__What is needed__
List each line of the records below that contains the word "ridge". Case counts.

__Records supplied__
▽

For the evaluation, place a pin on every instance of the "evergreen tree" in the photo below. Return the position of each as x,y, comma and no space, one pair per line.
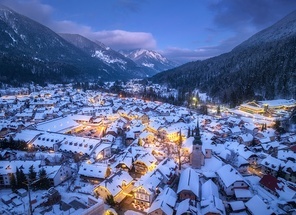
20,179
13,183
277,125
110,200
218,110
32,173
43,182
179,144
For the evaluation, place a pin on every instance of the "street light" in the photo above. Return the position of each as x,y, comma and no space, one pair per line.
29,191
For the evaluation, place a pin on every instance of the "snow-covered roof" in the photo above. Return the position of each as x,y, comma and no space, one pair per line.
146,158
185,206
208,189
229,175
150,181
165,201
113,183
26,135
62,124
257,207
98,170
188,181
214,205
272,162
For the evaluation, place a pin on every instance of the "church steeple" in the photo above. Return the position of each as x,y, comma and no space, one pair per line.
197,156
197,138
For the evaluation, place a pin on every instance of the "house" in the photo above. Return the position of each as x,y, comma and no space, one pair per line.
146,189
55,174
167,169
124,161
289,171
271,184
230,179
256,206
93,172
117,185
188,187
144,163
271,165
245,139
211,203
147,137
164,203
187,206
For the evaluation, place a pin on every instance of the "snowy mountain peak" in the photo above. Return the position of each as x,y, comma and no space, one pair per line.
150,59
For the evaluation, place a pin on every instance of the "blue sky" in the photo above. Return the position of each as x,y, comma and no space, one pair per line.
182,30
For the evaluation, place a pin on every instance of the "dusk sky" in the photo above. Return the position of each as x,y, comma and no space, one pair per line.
183,30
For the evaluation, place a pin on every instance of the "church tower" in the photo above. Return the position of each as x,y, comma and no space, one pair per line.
197,157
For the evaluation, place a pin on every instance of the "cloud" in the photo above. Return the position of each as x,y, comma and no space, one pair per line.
130,5
183,55
116,39
125,39
234,14
31,8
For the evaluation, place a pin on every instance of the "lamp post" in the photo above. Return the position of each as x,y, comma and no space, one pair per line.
29,193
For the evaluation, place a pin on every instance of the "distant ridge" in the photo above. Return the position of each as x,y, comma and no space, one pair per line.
263,67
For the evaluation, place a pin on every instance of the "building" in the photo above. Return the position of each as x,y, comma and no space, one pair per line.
230,179
197,158
117,185
188,187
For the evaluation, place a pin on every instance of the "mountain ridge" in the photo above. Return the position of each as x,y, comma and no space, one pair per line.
261,67
150,59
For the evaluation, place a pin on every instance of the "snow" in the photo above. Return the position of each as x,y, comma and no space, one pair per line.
107,58
150,65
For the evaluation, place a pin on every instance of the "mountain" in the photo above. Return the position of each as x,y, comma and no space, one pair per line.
150,59
121,64
262,67
30,51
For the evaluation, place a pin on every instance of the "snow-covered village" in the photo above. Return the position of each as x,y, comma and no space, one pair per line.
69,151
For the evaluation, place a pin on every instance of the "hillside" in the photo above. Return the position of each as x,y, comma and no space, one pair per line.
149,59
264,66
31,52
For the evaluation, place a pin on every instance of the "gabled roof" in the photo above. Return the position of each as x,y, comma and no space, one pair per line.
189,180
113,183
149,182
208,189
229,175
271,182
165,201
257,207
93,170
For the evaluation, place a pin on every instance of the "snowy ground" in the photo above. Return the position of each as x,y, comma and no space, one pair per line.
267,197
79,192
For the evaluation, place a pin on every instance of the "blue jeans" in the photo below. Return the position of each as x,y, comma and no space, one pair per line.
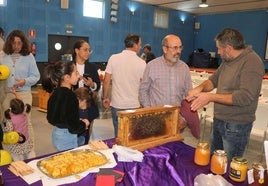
115,119
62,139
231,137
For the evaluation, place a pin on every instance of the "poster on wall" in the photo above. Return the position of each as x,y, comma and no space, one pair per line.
266,53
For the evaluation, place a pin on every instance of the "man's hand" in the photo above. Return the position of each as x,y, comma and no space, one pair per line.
201,99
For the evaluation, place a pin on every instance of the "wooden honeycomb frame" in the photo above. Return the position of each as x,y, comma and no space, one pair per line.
128,128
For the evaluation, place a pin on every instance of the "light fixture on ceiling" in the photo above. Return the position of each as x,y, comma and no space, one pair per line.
203,4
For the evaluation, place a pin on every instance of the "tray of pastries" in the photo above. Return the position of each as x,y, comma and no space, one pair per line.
71,163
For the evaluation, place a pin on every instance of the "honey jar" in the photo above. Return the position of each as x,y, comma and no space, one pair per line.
259,174
218,162
202,154
238,169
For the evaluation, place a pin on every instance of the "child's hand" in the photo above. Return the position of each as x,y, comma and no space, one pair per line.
87,123
13,91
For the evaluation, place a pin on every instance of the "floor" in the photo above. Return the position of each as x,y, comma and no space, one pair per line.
103,129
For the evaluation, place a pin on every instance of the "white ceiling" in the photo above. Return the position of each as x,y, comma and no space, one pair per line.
215,6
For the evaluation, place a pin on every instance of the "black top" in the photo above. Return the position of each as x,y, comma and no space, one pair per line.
63,112
91,69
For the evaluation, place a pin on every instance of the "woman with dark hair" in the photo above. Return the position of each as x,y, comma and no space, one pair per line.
89,76
62,107
23,70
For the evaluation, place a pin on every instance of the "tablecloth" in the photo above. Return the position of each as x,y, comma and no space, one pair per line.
165,165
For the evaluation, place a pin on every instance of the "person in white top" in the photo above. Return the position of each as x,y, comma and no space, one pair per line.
125,69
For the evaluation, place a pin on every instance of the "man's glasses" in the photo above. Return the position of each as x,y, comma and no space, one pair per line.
175,47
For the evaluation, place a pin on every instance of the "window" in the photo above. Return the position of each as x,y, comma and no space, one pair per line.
161,19
94,8
3,2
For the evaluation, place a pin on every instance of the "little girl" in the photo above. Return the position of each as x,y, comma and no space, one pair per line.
16,119
62,107
87,99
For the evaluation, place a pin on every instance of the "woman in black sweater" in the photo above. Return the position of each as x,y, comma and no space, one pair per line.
89,78
62,108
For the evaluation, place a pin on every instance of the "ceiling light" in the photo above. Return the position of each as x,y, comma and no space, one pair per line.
203,4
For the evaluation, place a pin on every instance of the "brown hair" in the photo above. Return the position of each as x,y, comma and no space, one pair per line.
26,46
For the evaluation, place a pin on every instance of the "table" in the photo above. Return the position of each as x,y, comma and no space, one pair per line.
165,165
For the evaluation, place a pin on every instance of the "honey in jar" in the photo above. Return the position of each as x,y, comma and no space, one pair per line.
218,162
202,154
238,169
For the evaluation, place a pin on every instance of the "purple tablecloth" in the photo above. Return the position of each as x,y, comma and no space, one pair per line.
168,164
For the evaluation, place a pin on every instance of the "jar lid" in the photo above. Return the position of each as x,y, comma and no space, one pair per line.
202,145
258,166
240,160
220,152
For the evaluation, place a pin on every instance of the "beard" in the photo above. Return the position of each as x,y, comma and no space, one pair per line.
175,58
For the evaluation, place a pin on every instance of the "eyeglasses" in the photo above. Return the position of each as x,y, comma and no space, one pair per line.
86,50
175,47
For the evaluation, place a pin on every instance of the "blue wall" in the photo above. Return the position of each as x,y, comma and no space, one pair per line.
105,37
253,25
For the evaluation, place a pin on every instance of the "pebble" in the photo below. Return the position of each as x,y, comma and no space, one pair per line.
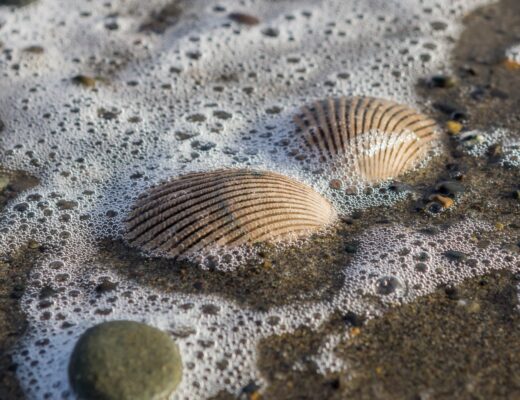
245,19
124,360
443,81
4,182
449,188
335,184
455,255
454,127
84,80
444,201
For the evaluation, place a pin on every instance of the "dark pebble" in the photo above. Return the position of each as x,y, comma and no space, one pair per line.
442,81
454,255
353,319
245,19
449,188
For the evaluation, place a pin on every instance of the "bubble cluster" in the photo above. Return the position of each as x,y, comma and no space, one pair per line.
477,143
101,100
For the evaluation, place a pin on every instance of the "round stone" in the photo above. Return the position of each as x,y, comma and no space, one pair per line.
122,360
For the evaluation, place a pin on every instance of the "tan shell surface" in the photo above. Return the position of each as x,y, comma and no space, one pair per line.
224,208
382,138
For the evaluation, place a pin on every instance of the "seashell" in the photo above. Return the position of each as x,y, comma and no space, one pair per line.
381,138
228,208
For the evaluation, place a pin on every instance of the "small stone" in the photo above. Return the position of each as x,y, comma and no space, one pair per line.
454,127
245,19
387,285
34,49
84,80
106,286
335,184
353,319
4,182
454,255
351,248
444,201
108,114
495,150
511,65
222,114
443,81
473,307
271,32
433,207
399,187
202,145
449,188
499,226
123,360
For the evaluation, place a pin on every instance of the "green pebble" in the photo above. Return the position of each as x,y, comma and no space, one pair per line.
4,182
123,360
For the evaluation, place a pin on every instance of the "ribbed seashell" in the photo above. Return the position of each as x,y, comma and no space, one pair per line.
224,208
383,139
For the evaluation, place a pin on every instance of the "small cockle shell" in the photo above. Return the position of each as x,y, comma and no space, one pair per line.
380,139
224,208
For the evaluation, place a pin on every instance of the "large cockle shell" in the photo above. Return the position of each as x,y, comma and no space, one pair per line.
378,138
228,208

△

__The answer__
For the evaluation, place a pin on every instance of the "distant ridge" in the photo above. Return the position of each as x,y, comma and no space, one pair per line.
For the evaluation, place a pin on every instance of the "mountain ridge" in the photo above. Return the position of each as x,y, comma and no space, one pair per line.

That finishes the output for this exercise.